### Detalhes do exercício
Informe todas as linhas abaixo que contêm a palavra "bandage", diferenciando maiúsculas de minúsculas.

**** Dados de entrada

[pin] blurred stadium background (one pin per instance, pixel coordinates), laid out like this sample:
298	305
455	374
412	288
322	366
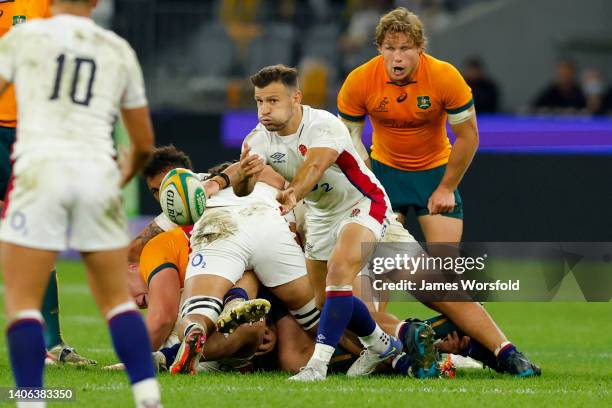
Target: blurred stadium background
542	166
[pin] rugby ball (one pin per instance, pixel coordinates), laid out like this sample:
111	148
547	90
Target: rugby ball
182	196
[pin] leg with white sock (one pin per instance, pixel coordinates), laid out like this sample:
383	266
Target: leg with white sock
107	275
342	309
200	310
26	274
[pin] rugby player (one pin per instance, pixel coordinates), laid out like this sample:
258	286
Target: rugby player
288	280
345	207
409	96
14	13
71	79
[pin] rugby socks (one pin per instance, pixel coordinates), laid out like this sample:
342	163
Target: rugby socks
27	348
335	317
361	322
50	311
234	294
132	344
364	326
504	350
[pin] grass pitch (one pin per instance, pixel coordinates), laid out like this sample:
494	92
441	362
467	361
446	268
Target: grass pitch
572	342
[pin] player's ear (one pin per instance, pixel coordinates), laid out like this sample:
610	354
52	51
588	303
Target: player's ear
297	96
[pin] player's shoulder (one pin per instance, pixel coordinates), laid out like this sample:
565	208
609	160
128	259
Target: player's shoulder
321	120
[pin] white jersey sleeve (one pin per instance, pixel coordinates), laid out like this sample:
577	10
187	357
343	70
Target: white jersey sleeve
328	134
8	47
134	95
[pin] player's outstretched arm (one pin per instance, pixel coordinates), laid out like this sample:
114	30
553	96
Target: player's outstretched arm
250	168
318	159
138	124
442	199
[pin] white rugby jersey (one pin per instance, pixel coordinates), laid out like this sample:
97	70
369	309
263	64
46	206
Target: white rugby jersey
343	184
71	77
263	194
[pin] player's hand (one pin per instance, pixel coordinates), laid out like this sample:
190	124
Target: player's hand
251	165
452	343
287	200
441	201
211	187
138	288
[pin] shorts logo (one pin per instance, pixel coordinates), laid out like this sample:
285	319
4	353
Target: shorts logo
18	220
382	105
198	261
423	102
278	157
18	20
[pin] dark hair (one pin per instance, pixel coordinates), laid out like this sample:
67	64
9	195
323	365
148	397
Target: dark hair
165	158
275	73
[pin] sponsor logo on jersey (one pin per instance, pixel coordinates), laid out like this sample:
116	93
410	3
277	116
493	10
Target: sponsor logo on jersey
382	105
278	157
423	102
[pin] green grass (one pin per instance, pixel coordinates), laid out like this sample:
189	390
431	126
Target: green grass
571	341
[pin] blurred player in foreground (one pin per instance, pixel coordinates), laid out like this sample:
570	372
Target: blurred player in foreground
71	78
14	13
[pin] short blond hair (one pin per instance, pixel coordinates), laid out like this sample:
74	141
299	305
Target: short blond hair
401	20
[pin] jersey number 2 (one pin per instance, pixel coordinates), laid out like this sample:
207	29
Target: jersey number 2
79	63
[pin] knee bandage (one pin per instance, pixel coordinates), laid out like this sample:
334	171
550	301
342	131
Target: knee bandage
308	315
207	306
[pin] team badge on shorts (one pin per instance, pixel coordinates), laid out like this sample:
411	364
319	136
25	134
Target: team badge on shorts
423	102
303	150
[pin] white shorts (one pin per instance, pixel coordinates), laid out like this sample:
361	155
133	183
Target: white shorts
395	233
322	233
226	241
70	203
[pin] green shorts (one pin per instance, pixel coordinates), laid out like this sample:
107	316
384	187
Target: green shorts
7	138
408	189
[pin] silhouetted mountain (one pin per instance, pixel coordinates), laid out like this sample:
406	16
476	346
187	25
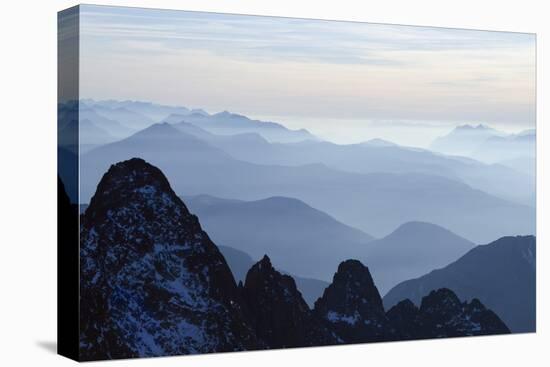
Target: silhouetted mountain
463	140
376	203
240	262
441	315
227	123
352	306
501	274
152	281
154	284
412	250
280	315
280	226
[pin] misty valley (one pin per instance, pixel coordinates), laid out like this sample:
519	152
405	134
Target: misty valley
206	232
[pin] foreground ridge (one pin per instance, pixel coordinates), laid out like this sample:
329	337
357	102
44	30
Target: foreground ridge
153	283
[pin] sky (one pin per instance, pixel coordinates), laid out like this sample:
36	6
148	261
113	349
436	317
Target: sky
345	80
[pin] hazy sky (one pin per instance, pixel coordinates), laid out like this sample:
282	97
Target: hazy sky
322	75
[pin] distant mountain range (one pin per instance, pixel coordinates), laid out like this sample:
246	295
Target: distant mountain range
372	157
501	274
227	123
412	250
375	202
130	116
300	239
260	142
486	144
155	284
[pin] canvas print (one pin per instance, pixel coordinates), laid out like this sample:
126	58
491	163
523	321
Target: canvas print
236	183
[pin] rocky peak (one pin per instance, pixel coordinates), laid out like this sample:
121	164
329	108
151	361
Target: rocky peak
351	305
152	282
280	315
444	315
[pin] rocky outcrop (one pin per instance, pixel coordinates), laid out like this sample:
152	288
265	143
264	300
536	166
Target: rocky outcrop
440	315
351	306
280	316
152	282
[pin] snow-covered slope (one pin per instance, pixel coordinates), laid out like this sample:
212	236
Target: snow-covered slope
152	282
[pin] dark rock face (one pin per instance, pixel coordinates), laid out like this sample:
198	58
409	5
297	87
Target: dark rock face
502	275
152	282
404	322
351	306
280	315
441	314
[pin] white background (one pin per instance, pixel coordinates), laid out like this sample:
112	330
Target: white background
28	183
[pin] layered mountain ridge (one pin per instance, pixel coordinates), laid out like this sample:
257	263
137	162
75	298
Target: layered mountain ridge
153	283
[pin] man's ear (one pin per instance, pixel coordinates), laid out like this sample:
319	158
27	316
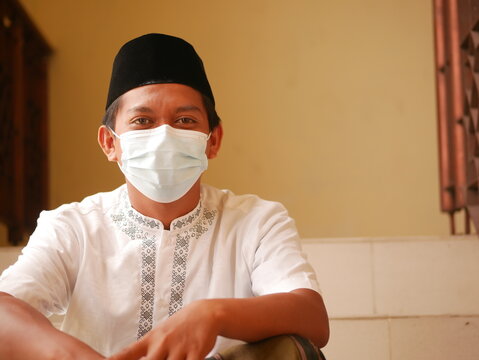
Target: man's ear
107	143
214	143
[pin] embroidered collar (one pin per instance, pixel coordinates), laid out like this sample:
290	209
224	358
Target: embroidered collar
127	214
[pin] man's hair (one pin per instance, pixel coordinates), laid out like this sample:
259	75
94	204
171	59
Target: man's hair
214	120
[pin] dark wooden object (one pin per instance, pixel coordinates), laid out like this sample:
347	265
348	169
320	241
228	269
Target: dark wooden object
457	76
23	121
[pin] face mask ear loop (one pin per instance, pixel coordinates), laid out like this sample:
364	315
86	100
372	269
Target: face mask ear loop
114	133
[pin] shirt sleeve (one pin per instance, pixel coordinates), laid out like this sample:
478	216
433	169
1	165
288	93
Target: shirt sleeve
279	263
43	275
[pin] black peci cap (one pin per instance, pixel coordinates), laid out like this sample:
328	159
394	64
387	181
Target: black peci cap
157	59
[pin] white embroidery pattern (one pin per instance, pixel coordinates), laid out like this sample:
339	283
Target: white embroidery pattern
148	265
129	222
180	258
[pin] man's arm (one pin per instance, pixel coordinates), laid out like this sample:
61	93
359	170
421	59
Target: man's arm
191	333
26	334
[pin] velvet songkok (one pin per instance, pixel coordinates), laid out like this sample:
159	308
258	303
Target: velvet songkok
157	59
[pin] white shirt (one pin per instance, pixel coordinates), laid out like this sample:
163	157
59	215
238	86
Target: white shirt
115	273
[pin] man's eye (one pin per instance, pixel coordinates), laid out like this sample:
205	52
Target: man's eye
185	121
141	121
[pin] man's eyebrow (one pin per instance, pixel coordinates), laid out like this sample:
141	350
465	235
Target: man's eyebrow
187	108
140	109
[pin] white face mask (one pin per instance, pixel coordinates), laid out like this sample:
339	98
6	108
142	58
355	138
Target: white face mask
163	163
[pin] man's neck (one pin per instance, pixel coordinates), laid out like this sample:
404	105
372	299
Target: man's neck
164	212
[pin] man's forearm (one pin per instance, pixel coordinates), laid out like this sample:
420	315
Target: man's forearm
299	312
26	334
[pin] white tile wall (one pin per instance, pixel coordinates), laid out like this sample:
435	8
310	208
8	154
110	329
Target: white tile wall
345	276
441	338
427	277
358	340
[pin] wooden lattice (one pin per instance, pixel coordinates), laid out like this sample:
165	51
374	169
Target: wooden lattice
23	121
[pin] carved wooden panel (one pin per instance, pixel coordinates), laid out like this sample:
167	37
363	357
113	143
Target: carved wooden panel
23	121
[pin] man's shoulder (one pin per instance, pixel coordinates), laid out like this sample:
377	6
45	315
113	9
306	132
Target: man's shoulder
225	200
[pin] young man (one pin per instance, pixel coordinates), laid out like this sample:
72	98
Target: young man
163	267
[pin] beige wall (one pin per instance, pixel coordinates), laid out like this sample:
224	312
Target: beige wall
328	105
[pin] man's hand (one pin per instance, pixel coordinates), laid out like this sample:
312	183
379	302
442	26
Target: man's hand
189	334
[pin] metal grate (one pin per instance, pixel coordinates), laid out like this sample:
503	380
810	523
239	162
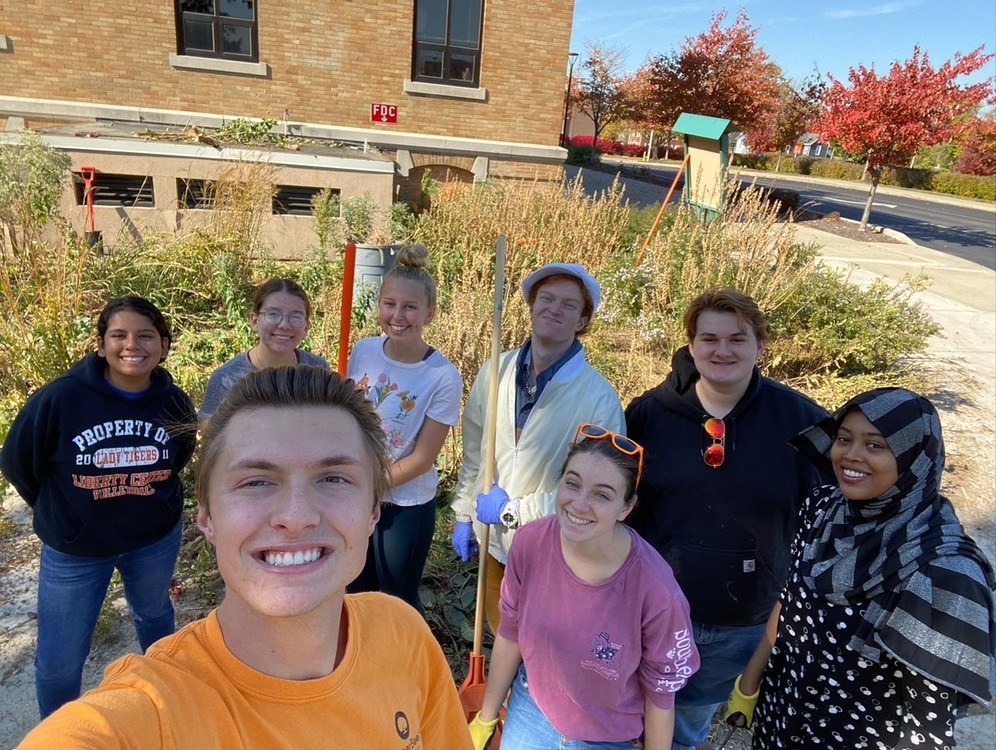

********

### Resposta escrita
[pin] knee bandage (one pin per instance, pixel coordinates), laid out like this sample:
Target: knee bandage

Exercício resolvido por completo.